> **WHAT THE EXERCISE ASKS**
Consider the entries given below. Count the lines that include "rear" and give only the count.

═════ RECORDS PROVIDED

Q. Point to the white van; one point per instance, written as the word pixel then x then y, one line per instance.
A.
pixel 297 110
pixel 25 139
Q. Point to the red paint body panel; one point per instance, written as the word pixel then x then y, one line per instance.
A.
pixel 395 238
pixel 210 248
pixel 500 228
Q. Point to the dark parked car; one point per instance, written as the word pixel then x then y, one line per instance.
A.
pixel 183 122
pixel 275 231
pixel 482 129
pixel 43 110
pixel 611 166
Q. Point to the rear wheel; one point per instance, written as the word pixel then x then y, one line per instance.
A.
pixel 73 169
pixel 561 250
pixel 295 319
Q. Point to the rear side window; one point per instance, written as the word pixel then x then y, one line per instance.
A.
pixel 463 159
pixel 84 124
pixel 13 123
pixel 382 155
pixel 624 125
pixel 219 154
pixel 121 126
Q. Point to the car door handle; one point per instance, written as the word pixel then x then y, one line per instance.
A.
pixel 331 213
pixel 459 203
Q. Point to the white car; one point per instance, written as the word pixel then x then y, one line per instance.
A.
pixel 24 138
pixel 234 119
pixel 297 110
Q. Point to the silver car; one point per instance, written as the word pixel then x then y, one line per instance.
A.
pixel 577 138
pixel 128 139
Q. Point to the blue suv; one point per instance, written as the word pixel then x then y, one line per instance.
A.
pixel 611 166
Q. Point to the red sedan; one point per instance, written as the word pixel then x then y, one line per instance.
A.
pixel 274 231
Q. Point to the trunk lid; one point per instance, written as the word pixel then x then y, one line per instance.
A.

══════════

> **YOUR SOLUTION**
2